Count the lines in the records below that contain the word "chair", and reply with the number only.

(begin)

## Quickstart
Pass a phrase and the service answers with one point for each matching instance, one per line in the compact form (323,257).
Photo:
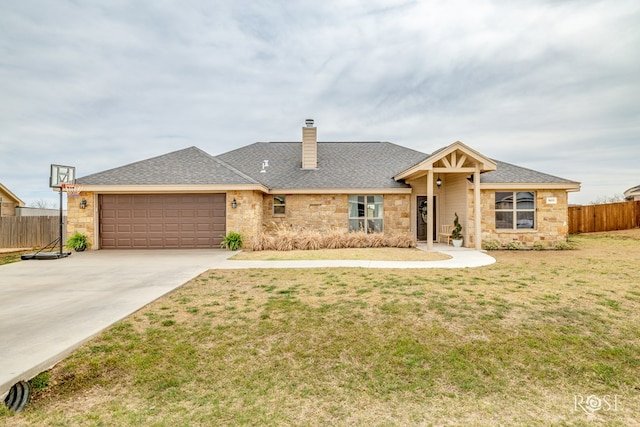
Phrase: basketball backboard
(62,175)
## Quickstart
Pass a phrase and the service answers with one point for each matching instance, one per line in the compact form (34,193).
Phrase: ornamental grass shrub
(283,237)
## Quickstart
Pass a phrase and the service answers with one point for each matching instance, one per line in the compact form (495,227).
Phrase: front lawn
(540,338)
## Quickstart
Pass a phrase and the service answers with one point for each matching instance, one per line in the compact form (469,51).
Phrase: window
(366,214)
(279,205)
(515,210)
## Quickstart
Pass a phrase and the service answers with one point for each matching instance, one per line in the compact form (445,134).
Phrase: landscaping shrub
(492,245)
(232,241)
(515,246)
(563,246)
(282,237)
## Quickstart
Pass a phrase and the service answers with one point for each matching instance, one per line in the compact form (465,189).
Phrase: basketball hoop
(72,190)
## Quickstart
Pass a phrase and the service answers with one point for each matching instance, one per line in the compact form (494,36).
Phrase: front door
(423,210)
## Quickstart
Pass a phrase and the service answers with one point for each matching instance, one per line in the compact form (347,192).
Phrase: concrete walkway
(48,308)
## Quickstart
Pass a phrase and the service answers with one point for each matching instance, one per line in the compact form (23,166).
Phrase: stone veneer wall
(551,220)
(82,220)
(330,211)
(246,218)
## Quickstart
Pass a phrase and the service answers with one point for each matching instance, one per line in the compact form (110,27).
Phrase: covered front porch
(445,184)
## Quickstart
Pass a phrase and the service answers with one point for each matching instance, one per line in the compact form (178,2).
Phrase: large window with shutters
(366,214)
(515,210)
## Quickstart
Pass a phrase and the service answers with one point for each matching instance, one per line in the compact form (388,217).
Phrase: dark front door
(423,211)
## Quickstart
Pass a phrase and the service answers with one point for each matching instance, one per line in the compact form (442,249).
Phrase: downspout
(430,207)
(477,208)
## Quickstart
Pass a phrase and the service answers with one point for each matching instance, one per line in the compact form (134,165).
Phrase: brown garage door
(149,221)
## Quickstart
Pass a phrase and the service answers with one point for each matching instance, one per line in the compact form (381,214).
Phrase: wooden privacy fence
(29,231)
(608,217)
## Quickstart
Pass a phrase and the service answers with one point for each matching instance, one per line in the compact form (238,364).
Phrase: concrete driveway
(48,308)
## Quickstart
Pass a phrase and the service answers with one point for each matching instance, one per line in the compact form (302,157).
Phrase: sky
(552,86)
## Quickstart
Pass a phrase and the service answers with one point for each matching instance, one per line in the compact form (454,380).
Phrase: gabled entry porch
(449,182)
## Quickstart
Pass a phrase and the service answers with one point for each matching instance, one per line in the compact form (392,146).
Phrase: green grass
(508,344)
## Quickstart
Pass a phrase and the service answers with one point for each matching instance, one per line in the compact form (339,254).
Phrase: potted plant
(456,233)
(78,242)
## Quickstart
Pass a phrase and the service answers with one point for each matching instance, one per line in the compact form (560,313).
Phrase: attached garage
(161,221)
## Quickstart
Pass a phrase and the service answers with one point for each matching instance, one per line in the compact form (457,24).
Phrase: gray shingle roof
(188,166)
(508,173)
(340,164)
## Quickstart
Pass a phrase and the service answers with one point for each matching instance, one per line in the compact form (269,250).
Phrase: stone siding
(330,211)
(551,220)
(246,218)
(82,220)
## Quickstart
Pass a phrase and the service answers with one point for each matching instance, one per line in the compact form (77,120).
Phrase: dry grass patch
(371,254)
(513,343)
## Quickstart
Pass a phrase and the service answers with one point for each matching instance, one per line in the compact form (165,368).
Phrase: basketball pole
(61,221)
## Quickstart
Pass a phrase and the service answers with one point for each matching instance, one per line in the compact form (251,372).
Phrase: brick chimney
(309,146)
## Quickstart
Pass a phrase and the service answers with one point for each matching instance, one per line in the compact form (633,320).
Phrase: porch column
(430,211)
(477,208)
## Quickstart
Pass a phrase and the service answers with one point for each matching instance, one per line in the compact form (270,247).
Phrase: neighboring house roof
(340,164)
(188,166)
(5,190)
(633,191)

(end)
(begin)

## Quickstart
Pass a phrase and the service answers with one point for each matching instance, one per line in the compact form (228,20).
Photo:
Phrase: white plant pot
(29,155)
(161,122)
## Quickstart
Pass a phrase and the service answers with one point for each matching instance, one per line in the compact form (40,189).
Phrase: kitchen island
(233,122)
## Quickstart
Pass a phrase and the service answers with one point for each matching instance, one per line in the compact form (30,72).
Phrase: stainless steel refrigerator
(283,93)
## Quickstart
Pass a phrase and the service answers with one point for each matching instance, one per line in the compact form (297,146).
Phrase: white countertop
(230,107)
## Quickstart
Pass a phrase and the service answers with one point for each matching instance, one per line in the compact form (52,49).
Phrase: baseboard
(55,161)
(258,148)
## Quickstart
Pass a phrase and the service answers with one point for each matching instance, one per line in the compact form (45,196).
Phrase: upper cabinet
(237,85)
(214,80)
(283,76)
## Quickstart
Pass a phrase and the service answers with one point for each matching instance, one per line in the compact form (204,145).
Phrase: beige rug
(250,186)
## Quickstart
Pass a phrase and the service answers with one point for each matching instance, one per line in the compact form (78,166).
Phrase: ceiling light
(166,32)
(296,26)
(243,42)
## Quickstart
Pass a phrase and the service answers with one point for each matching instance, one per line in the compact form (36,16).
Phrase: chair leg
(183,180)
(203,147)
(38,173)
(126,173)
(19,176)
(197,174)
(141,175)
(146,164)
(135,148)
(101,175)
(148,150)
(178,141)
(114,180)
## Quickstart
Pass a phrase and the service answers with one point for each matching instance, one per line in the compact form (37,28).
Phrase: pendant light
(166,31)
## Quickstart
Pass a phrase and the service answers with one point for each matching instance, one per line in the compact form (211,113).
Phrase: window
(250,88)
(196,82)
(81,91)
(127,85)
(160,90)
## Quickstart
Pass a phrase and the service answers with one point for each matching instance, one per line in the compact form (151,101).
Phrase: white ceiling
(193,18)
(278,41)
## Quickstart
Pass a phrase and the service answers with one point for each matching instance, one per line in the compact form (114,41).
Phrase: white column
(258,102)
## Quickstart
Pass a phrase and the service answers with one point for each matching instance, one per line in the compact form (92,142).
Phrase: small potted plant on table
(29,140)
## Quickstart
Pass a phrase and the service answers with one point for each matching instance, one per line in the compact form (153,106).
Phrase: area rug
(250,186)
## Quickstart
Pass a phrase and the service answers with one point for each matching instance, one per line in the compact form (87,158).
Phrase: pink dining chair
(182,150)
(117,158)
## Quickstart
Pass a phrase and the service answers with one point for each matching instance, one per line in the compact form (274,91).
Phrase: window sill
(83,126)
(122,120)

(end)

**Task output:**
2